— start of TEXT BLOCK —

[Koha] Koha license upgrade voting method
MJ Ray
mjr at phonecoop.coop
Mon Jan 10 12:13:22 NZDT 2011
[Sorry to anyone who had problems emailing me the last day or two. I
think my on-list domain (phonecoop.coop) had one DNS server change IP
address before that co-op's DNS admin reconfigured, but it works now.]
Thomas Dukleth wrote:
> On Thu, January 6, 2011 16:58, MJ Ray wrote: [...]
> > But I think I lean towards some sort of range voting rather than
> > preference voting. See http://en.wikipedia.org/wiki/Range_voting
> > After all, we already see this in meetings, although most votes
> > are uncontroversial and mostly a stream of explicit +1s or silent 0s.
>
> Most every question at meetings has only two options, essentially yes or
> no, not counting abstention. We essentially have approval range voting at
> meetings but I do not know of a case when a different voting method would
> have actually changed the outcome.
Well, without knowing how people would have voted in an ordering
system, it's hard to compare.
> Issues on which there is no clear
> consensus or which need wider input than those present at an IRC meeting
> are defered to the mailing list for discussion.
Can anyone think of other issues which haven't reached some
compromise after the come to the mailing list?
> [...] When
> there is a strong objection from someone to an option presented at an IRC
> meeting, then the question is changed; such as when someone has a
> scheduling problem with a proposed date to hold the next meeting, the
> proposed date is changed to accommodate.
I'd like to see something similar happen in this vote if possible,
hence the later suggestion of some way for options to join and leave
the vote.
> > I think I would centre the range on 0 and ask people to vote on each
> > option between -10 and +10, but try to avoid putting two options on
> > the same number. We should understand -10 as the option is completely
> > unacceptable and that voter will probably start looking for the exit.

— end of TEXT BLOCK —

(PROBLEM A): Pull out each line of the listing that contains the word "wheel", matching upper and lower case exactly.
The voting-method message has no connection to the listing that follows it.

— start of AVAILABLE DATA —

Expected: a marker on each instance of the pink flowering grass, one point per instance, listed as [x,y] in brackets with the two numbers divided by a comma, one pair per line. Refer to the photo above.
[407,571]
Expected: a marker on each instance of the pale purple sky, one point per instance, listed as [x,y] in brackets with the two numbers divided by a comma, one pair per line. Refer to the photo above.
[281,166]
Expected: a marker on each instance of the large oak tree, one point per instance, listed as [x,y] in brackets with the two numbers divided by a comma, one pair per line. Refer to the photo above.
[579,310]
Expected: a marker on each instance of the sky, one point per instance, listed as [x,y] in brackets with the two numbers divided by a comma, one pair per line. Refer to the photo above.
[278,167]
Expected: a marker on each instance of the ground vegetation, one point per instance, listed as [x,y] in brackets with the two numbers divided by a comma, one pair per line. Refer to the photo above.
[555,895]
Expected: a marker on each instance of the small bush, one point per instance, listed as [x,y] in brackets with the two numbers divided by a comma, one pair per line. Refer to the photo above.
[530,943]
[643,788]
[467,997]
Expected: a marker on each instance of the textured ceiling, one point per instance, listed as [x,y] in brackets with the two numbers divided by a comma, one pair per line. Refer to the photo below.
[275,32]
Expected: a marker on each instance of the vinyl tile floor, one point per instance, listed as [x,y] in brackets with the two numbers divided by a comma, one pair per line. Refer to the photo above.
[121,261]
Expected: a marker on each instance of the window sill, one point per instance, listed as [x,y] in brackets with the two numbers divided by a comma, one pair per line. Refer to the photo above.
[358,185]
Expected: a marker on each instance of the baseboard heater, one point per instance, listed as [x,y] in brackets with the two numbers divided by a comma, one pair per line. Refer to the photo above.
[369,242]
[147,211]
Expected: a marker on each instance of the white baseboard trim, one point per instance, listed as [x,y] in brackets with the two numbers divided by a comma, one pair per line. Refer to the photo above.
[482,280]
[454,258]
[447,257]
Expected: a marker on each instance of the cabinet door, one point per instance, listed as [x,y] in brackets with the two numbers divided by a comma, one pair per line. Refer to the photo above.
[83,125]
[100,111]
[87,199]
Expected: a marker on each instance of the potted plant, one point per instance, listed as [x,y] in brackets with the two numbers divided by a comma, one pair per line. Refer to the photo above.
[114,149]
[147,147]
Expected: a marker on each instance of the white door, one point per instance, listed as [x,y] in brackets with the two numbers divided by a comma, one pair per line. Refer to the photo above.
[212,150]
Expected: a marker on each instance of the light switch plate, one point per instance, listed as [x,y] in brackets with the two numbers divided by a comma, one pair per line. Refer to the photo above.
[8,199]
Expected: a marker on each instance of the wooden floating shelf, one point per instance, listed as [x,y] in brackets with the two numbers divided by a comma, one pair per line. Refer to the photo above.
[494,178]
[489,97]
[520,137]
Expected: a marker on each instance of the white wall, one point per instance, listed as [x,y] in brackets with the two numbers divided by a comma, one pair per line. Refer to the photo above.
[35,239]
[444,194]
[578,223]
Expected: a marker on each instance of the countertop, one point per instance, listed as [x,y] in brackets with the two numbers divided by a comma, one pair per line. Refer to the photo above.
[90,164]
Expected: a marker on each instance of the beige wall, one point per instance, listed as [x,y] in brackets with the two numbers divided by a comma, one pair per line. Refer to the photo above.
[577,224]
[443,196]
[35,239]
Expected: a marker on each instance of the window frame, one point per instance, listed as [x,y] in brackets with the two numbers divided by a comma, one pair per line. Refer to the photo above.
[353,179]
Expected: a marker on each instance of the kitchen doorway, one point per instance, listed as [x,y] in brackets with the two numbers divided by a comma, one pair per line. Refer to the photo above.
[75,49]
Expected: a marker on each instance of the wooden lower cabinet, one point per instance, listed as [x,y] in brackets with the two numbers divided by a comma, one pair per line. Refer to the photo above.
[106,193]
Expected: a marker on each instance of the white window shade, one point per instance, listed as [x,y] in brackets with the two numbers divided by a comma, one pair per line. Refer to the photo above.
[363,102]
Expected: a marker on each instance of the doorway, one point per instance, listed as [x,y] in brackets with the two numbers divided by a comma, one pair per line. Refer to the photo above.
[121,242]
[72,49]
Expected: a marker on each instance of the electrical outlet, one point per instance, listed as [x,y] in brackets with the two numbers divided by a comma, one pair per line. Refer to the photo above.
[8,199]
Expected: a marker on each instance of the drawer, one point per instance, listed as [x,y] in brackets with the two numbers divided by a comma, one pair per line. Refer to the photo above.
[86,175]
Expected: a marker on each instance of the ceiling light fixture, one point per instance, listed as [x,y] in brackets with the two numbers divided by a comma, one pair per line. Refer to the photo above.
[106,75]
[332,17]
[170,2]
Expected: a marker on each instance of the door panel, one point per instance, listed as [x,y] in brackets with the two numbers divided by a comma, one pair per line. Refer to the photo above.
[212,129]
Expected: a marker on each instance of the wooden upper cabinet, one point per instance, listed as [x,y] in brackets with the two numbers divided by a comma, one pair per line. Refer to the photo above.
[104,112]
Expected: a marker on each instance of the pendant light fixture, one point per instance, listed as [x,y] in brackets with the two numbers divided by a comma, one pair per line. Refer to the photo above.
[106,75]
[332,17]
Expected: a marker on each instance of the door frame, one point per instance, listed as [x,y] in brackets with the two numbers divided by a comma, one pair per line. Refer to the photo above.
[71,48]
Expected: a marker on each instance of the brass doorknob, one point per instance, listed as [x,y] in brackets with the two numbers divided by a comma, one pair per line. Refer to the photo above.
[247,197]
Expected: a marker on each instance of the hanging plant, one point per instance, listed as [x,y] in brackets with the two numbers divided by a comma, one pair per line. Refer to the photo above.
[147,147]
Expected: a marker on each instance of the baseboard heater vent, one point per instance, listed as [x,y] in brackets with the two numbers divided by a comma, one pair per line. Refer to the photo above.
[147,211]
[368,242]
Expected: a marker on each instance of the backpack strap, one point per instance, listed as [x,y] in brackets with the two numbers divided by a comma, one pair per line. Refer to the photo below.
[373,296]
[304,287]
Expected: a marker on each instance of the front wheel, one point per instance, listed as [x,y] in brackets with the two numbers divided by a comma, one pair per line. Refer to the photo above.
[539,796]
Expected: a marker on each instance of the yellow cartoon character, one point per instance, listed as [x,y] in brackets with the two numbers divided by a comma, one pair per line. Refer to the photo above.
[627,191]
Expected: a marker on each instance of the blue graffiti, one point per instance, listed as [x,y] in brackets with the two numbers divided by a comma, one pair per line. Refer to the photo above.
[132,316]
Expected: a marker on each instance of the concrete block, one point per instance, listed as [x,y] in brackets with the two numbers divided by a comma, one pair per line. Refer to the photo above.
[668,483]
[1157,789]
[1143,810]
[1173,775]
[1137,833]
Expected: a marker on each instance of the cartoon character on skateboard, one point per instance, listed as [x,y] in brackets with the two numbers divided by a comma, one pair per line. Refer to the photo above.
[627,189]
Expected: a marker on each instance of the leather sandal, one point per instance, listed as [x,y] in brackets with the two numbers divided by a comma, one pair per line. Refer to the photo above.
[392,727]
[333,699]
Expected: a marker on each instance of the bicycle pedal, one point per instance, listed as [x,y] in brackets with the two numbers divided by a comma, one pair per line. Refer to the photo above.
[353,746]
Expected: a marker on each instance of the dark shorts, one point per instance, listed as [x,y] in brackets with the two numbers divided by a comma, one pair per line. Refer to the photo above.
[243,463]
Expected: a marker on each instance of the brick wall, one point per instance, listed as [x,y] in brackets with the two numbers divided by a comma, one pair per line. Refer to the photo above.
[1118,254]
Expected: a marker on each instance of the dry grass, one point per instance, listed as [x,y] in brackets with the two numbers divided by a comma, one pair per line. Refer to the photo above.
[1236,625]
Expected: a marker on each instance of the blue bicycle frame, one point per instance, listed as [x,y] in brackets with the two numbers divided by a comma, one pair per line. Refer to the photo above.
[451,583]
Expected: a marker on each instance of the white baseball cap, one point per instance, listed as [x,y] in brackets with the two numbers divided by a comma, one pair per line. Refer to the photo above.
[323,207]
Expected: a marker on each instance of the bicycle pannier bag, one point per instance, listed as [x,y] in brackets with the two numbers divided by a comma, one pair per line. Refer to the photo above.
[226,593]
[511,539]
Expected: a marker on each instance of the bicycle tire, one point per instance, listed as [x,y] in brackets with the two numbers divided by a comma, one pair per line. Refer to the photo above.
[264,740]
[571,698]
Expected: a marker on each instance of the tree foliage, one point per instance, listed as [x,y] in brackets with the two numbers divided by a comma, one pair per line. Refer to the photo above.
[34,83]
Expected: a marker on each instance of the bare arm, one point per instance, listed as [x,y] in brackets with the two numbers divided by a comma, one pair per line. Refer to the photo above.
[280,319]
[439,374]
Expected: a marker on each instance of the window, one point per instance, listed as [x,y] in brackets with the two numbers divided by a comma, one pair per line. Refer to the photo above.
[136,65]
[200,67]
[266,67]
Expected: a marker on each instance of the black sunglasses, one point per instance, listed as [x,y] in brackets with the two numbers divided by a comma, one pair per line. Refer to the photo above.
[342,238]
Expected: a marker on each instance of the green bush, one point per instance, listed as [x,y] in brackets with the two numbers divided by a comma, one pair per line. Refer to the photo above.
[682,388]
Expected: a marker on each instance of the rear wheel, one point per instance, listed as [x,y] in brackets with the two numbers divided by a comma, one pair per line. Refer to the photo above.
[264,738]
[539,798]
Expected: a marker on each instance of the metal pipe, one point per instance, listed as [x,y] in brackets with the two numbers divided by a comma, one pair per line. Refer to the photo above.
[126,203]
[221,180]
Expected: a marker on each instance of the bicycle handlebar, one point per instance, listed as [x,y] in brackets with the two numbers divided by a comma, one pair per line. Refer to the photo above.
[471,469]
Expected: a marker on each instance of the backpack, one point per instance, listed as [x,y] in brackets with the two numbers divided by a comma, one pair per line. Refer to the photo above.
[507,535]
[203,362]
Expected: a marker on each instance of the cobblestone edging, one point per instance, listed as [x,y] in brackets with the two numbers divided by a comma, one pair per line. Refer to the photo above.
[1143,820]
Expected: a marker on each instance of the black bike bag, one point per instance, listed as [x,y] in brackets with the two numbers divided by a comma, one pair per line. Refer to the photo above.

— end of AVAILABLE DATA —

(PROBLEM B): Pick up the voting-method message from the point where it stops and keep writing.

(TASK RESPONSE A):
Expected: a marker on each instance of the front wheel, one point per instance, listed as [x,y] in brackets with the two numbers divided by a comma, one pair per line. Refer to the photo above.
Expected: a marker on each instance of the rear wheel, one point per instance, listed as [x,y] in brackets with the two numbers divided by a comma, one pair per line. Refer to the photo above.

(TASK RESPONSE B):
> > We should ask for a reason for any -ve vote, to see if that can be
> > changed by some amendment to the option. I'd like those reasons to be
> > announced anonymously and used as a start for some further discussion.
> >
> > Does that voting system make sense? Can we do better?
>
> Is "-ve a typing mistake" or a voting option?
-ve = negative = all voting options below 0.
> I understand the goal of range voting to capture the strength of
> individual preference as opposed to merely the presence . I am not
> certain exactly how range votes are counted.
In the positive-negative range voting, some average is the
result. I don't think we need to use truncated mean (the mean
vote ignoring the highest and lowest N% of votes) and I think
I prefer the mean to the median, but it's a choice we can make.
> The criticism of range voting linked from the range voting Wikipedia
> article concerns me, http://archive.fairvote.org/?page=1920 . A minority
> of one should not be counted to outweigh the votes of the vast majority.
A far more learned expert has criticised that article much more
robustly than I can, but I feel that a basic principle of
consensus-building is that a majority should not overrule a
substantial minority.
> Perhaps there is a means of combining range voting with preference voting.
I'm not sure how we'd do that?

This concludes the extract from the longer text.